(Rows from a box-labeling dataset)
• • • • •
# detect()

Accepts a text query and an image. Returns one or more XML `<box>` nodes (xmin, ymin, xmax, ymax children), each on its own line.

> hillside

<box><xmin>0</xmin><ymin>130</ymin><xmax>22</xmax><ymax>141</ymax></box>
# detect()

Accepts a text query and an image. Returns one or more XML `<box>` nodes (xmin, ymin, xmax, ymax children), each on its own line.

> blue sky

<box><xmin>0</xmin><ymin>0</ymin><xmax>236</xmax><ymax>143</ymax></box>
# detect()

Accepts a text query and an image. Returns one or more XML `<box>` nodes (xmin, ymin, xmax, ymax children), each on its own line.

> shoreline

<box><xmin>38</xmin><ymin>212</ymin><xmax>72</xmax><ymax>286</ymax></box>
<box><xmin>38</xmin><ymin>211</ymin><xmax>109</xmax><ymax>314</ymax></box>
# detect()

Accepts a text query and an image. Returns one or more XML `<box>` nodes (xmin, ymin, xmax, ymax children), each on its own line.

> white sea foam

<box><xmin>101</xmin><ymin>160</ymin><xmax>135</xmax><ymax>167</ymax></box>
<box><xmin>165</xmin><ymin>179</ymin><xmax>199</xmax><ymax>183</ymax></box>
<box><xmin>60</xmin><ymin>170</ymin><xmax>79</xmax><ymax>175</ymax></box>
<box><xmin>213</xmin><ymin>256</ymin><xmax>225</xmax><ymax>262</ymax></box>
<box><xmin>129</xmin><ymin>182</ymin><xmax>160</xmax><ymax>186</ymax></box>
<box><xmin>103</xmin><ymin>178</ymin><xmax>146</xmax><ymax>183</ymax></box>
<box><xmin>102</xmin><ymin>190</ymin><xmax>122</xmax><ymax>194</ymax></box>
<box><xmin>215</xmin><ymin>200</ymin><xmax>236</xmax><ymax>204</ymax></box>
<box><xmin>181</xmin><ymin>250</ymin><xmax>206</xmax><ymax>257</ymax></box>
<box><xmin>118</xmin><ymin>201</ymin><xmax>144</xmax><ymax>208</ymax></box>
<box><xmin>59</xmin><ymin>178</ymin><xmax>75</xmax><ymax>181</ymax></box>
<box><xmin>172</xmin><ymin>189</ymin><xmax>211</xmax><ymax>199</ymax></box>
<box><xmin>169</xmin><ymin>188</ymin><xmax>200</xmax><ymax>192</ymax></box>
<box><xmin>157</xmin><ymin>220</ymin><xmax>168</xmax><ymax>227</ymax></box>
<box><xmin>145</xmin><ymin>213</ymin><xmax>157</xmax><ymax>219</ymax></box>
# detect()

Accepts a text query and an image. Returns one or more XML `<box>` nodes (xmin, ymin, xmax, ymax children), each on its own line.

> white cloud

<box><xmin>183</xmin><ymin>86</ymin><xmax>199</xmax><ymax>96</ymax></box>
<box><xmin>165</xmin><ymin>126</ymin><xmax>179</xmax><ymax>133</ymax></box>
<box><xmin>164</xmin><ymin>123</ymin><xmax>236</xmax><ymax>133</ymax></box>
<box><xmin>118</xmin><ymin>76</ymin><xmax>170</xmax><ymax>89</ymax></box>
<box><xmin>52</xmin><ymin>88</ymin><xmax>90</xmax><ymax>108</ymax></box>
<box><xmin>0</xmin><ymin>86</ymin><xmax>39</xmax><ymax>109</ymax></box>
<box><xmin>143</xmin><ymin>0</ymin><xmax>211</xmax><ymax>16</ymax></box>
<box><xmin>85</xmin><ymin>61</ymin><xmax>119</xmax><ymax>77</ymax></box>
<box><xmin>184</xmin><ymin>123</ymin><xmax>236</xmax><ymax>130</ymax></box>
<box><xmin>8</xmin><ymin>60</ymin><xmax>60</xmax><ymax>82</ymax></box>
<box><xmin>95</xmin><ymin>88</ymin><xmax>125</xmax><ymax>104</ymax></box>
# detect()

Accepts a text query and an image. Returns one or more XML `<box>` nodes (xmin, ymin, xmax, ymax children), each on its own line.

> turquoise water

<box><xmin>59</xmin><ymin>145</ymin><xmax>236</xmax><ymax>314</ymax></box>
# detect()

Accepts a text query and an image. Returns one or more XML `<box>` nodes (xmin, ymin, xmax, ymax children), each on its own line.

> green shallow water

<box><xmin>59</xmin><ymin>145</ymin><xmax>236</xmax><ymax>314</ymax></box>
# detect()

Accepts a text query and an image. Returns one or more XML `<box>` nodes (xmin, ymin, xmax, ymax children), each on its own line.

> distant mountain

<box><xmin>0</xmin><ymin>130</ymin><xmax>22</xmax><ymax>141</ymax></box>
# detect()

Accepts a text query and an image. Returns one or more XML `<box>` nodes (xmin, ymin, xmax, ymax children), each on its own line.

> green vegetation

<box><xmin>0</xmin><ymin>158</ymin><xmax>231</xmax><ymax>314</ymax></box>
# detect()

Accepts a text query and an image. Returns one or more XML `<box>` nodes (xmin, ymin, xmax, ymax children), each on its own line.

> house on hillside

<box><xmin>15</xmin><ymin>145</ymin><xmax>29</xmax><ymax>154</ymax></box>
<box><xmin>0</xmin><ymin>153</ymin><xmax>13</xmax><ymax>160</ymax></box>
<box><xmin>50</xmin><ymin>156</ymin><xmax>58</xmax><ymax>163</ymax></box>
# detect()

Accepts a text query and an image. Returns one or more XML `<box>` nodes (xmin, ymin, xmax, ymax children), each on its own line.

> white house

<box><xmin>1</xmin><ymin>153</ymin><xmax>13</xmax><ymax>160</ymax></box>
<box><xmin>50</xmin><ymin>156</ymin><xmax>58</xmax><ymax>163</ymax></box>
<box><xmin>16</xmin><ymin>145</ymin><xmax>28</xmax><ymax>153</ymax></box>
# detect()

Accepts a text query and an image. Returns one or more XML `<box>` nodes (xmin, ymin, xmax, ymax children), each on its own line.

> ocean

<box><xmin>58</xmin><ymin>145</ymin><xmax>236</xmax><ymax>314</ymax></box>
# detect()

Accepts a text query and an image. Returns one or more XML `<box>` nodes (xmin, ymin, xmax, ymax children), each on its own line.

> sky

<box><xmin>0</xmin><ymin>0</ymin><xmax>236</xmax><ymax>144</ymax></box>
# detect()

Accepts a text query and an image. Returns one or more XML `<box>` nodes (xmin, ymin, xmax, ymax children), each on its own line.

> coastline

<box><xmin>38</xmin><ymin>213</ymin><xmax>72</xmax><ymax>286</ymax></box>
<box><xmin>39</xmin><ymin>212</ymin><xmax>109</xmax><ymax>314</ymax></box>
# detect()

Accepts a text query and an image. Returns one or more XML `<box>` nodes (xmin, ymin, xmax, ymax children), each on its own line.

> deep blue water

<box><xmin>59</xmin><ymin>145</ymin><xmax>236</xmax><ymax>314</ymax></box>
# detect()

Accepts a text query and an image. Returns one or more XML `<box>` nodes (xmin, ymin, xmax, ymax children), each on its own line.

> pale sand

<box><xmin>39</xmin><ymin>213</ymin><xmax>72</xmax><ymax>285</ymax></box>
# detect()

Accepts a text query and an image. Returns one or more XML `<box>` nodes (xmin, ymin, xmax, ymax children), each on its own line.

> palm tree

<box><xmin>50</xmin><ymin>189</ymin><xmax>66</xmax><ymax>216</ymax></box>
• • • • •
(Goal of the exercise)
Report how many lines in the records contain the word "white". Reply with the number alone.

(Complete response)
3